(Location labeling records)
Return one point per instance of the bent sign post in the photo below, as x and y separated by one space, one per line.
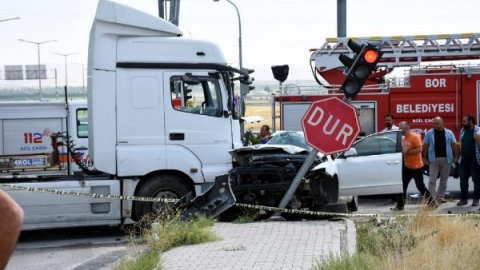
330 126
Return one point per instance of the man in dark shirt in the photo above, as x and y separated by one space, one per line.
468 161
438 154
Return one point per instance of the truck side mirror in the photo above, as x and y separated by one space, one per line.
350 152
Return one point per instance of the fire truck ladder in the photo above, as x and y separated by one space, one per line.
403 50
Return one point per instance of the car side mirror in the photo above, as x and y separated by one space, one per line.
350 152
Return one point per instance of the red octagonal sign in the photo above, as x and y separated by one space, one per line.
330 125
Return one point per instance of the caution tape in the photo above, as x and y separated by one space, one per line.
89 195
242 205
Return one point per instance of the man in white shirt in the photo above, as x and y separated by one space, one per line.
389 123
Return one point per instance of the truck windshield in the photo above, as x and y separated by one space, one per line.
200 95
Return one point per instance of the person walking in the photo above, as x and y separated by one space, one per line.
412 165
389 125
438 153
264 134
11 216
469 166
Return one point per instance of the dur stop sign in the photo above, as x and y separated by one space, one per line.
330 125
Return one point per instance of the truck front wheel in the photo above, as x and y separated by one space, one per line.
160 186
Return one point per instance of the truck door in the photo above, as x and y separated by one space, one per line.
197 121
78 131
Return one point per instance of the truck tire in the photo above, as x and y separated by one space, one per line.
161 186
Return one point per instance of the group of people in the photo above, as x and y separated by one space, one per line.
441 152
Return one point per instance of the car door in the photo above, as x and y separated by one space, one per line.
375 169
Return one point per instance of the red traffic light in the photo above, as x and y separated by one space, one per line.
370 56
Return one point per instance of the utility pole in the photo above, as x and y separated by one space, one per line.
174 12
38 54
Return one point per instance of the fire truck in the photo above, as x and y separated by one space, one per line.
428 88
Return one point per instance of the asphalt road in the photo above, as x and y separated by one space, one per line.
101 247
79 249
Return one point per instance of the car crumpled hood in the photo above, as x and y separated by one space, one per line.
246 155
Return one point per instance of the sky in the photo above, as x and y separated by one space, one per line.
274 32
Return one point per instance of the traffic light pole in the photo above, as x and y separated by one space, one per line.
297 180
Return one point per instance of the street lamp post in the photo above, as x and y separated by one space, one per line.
65 55
239 33
38 69
240 60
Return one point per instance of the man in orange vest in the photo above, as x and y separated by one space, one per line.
412 165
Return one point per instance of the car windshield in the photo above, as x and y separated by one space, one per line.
289 138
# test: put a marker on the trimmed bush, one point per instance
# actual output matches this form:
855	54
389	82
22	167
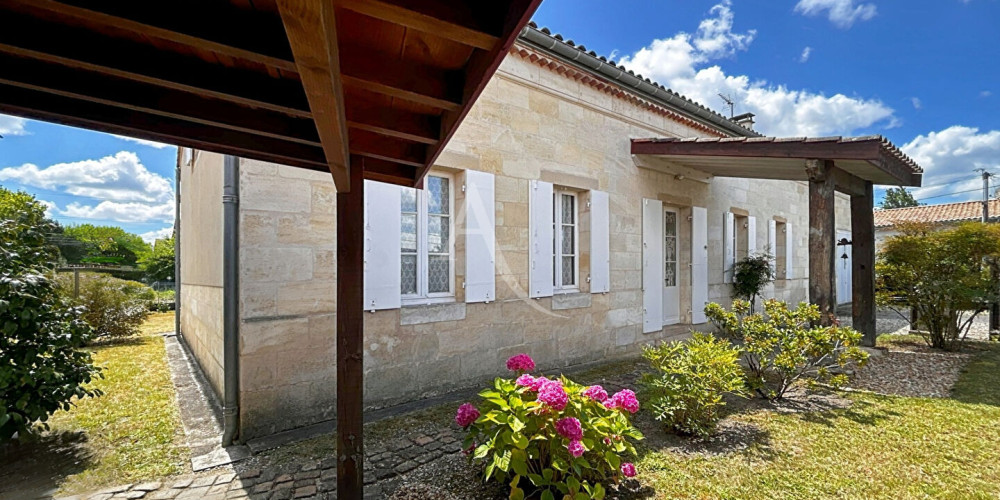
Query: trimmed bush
553	436
779	347
690	380
115	308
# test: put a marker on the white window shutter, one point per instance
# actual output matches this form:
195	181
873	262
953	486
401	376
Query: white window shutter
728	247
382	246
699	264
540	239
600	243
789	251
480	237
652	265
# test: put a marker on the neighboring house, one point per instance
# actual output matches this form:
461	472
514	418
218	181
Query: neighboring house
537	231
945	214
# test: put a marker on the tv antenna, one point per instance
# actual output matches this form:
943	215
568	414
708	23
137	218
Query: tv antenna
729	102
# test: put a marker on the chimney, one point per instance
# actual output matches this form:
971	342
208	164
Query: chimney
745	120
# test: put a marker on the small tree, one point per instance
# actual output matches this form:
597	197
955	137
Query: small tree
750	276
898	198
942	273
779	347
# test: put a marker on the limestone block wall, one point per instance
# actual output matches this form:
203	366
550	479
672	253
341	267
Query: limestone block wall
201	264
287	297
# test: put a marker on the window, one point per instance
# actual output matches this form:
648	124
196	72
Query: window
427	269
565	245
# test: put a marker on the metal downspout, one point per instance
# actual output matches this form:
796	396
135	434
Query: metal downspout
230	301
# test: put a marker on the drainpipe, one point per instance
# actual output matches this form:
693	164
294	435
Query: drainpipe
230	300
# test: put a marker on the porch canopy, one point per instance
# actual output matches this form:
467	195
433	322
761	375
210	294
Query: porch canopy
828	164
363	89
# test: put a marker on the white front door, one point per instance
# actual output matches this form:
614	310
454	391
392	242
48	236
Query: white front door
671	290
843	269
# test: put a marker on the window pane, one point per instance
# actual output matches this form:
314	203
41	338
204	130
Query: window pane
439	274
569	271
567	211
408	238
409	200
569	245
437	234
438	194
408	275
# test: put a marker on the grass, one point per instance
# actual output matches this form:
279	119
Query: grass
131	433
880	447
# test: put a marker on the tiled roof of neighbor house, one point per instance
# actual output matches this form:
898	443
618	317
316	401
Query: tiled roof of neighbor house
599	66
946	212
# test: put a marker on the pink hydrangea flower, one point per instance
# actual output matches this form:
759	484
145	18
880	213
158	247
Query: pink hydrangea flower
553	394
624	399
628	469
597	393
466	415
569	428
520	363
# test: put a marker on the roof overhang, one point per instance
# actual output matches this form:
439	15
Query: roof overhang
316	84
872	159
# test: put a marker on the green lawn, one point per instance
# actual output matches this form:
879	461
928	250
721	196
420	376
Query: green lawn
129	434
880	447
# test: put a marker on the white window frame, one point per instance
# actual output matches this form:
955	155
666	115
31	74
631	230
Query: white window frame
423	296
557	255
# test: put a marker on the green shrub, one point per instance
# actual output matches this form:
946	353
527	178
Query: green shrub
557	437
42	367
115	308
690	380
779	347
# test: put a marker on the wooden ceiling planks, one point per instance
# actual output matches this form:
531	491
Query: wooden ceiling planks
234	76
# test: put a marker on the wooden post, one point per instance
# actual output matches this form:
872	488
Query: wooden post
350	335
863	258
822	230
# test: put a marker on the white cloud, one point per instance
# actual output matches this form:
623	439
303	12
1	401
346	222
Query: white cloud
159	234
780	111
842	13
12	125
144	142
949	158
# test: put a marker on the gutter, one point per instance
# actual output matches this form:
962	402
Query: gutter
618	74
230	299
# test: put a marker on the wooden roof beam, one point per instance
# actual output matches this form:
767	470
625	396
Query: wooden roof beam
461	32
312	32
146	98
115	120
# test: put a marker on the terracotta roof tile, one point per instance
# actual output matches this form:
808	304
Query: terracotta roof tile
946	212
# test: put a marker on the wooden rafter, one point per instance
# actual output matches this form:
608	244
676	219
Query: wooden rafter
312	33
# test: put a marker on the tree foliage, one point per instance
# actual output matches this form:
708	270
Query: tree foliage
898	198
942	273
42	367
779	347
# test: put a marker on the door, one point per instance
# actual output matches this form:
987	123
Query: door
671	290
843	268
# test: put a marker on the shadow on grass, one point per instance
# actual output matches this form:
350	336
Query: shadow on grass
36	465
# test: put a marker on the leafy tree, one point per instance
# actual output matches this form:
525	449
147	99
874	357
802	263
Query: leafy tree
943	274
42	367
899	198
108	245
159	264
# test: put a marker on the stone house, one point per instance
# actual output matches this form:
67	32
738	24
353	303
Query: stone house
537	231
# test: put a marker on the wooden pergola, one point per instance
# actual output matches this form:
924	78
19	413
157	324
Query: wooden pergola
364	89
829	164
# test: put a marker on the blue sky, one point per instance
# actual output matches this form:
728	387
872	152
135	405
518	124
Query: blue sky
923	73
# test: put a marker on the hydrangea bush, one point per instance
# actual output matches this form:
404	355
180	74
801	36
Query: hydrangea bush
553	436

### STATED GOAL
Rewrite the material above, replacing "photo" with "image" everywhere and changing nothing else. Leave the pictures out of your answer.

### EXERCISE SOLUTION
Return one point per instance of the bent sign post in the image below, as x and y separated by one space, one per line.
330 126
Return one point per instance of the man in dark shirt in the image above, as x and y separated by one space, one per line.
468 161
438 154
Return one point per instance of the truck side mirror in the image above, as x and y separated by one space, one per line.
350 152
Return one point per instance of the fire truck ladder in the image above, as x and y separated by one space, one per line.
403 50
Return one point per instance of the car side mirror in the image above, as x and y separated by one space, one per line.
350 152
Return one point per instance of the red octagonal sign in the image above, as x and y separated by one space, one per line.
330 125
Return one point per instance of the caution tape in the image above, as x and y separated by one space, one per line.
89 195
242 205
Return one point per instance of the man in white shirt in the image above, as x and y separated by one space, one per line.
389 123
Return one point per instance of the truck windshield in the image above, as x and y separated by one space, one per line.
200 95
Return one point per instance of the person walking in the image above, as x and y separated by one space, one per line.
412 165
389 125
438 153
264 134
11 216
469 166
Return one point per instance of the dur stop sign in the image above, as x and y separated by one space, one per line.
330 125
Return one point per instance of the truck front wheel in the image above, as x and y separated by one space, one per line.
160 186
Return one point per instance of the truck door in the image above, as x and y separated by one space, one per line.
197 121
78 131
Return one point per instance of the truck tire in the image above, as x and y separated by one space, one per line.
161 186
Return one point per instance of the group of people in the image above, as x and y separated by one space, one per line.
441 152
Return one point per instance of the car door in the image above, as x and y separated by one space, one per line.
375 169
Return one point per instance of the red traffic light in the image above, as x and y separated by one space, one per line.
370 56
Return one point per instance of the utility pole in the image above, as x and y separated by one space, one per line.
174 12
38 54
Return one point per instance of the fire truck in the image above, as x and y separated by one space, one per line.
428 88
Return one point per instance of the asphalt road in the image above, as x and y separated by one space, one per line.
101 247
79 249
Return one point per instance of the car crumpled hood in the image above, as x and y separated by one space, one per line.
246 155
Return one point per instance of the sky in the image above, as x and y separated by one space, one per line.
274 32
Return one point per instance of the traffic light pole in the image above, as x and y separated by one space, one per line.
297 180
Return one point per instance of the street lamp post in the image above, as x and y separated by one space, one per line.
65 55
239 33
38 69
240 60
Return one point per instance of the man in orange vest in the image above, as x and y separated by one space, one per line.
412 165
Return one point per instance of the car windshield in the image above, as x and y separated by one space, one per line.
289 138
# test: put a marker on the trimmed bush, one point per instance
# actual output matches this form:
855	54
389	82
22	167
Query: trimmed bush
553	436
779	347
690	380
115	308
# test: put a marker on the white window shutter, one point per instance
# actual output matches this form:
195	181
873	262
953	486
401	376
Query: white window shutter
728	247
382	246
699	264
540	239
600	243
789	251
480	237
652	265
# test: put a marker on the neighboring house, one point per instance
# actual output matches this form:
461	472
514	418
218	181
Query: neighboring house
537	231
945	214
# test: put a marker on the tv antenna, one point per instance
# actual output matches this form:
943	215
568	414
708	23
137	218
Query: tv antenna
729	102
# test: put a marker on the chimney, one point per instance
# actual output matches this form:
971	342
208	164
Query: chimney
745	120
# test: put a marker on the small tree, one point per instance
# actual output matches this form:
597	197
955	137
Query: small tree
750	276
898	198
942	273
779	347
# test: put a marker on the limestone block wall, one point per instance
# actual output matches this form:
203	366
550	479
672	253
341	267
Query: limestone block wall
201	264
287	297
# test: put a marker on the window, one point per instance
# actual output matches this form:
648	124
196	72
Query: window
427	269
565	245
# test: put a marker on the metal downspout, one point per instance
# actual output matches this form:
796	396
135	434
Query: metal downspout
230	301
# test: put a marker on the drainpipe, one point per instance
# actual output matches this form:
693	164
294	435
Query: drainpipe
230	300
# test: put a marker on the porch canopy, one point per instance
# actual output matches this form:
467	195
433	322
761	375
210	294
Query: porch canopy
828	164
363	89
# test: put a marker on the white front door, one point per instance
# actual output matches this form:
614	310
454	391
392	242
48	236
Query: white front door
671	290
843	269
# test: put a marker on the window pane, one point per instance
# actual output matches this form:
314	203
41	338
204	130
Query: window pane
439	274
569	271
567	211
408	238
409	200
569	245
437	234
438	194
408	275
# test: put a marker on the grass, one point per instance
# actual output matches this form:
279	119
Query: grass
131	433
880	447
# test: put a marker on the tiled roof of neighbor house, one point per instance
# actual output matches this form:
898	443
618	317
316	401
Query: tiled roof of neighbor house
599	66
946	212
# test: put a marker on the pink hydrangea flower, one point per instance
# actual output matches this form:
759	484
145	18
880	213
158	247
Query: pink hydrangea flower
553	394
624	399
628	469
597	393
466	415
569	428
520	363
# test: put a marker on the roof overhang, one point per instance
# actual output matches this form:
439	15
Query: roof overhang
316	84
872	159
# test: put a marker on the green lawn, one point per instance
# actual output matches this form:
879	461
928	250
721	196
420	376
Query: green lawn
129	434
880	447
# test: put a marker on the white window frame, one point per instance
# actual output matches this form:
955	155
666	115
31	74
631	230
Query: white window frame
423	296
557	255
# test: put a marker on the green shrub, one point per instance
# actual output matches this form:
946	353
527	178
Query: green shrub
557	437
42	367
115	308
690	380
779	347
# test: put a marker on the wooden ceiling planks, one point per instance
# actual output matches this form:
531	491
Query: wooden ceiling planks
234	76
# test: put a marker on the wooden post, one point per instance
# actual output matches this form:
872	488
Query: wooden post
350	335
863	258
822	230
# test: put a marker on the white cloud, one point per instance
# actual output matches this form:
623	439
303	12
1	401
346	222
Query: white cloud
159	234
780	111
842	13
12	125
144	142
949	158
# test: put a marker on the gutter, one point per instance
# actual output matches this form:
962	402
Query: gutter
618	74
230	299
# test: put a marker on the wooden roof beam, one point per instance
# actual output matches this form:
767	470
625	396
Query: wooden roof beam
461	32
312	32
146	98
115	120
# test: put a marker on the terracotta roof tile, one point per instance
# actual output matches this form:
808	304
Query: terracotta roof tile
946	212
# test: put a marker on the wooden rafter, one point per instance
# actual output matches this form:
608	244
676	219
Query: wooden rafter
312	33
# test: put a marker on the tree foliage, one point per instance
# actual output matches this form:
708	270
Query: tree foliage
898	198
942	273
42	367
779	347
# test: put a marker on the door, one point per instance
# actual output matches this form:
987	123
Query: door
671	290
843	268
# test: put a marker on the shadow on grass, one point per instance
# actual output matches this form:
350	336
Query: shadow on grass
36	465
# test: put a marker on the leafy tree, one point per instance
# actual output matches this form:
525	449
147	99
874	357
802	263
Query: leafy tree
943	274
42	367
899	198
108	245
159	264
# test: put a marker on the stone house, one point per instance
# actual output matches this form:
67	32
738	24
353	303
Query: stone house
537	231
# test: put a marker on the wooden pergola, one point per instance
# actual output matches this form:
924	78
19	413
157	324
Query: wooden pergola
364	89
829	164
# test: put a marker on the blue sky, one point per instance
# actual output matches this form:
728	387
872	152
135	405
518	124
Query: blue sky
923	73
# test: put a marker on the hydrangea bush, one point per instance
# actual output matches this form:
404	355
180	74
801	36
Query: hydrangea bush
553	436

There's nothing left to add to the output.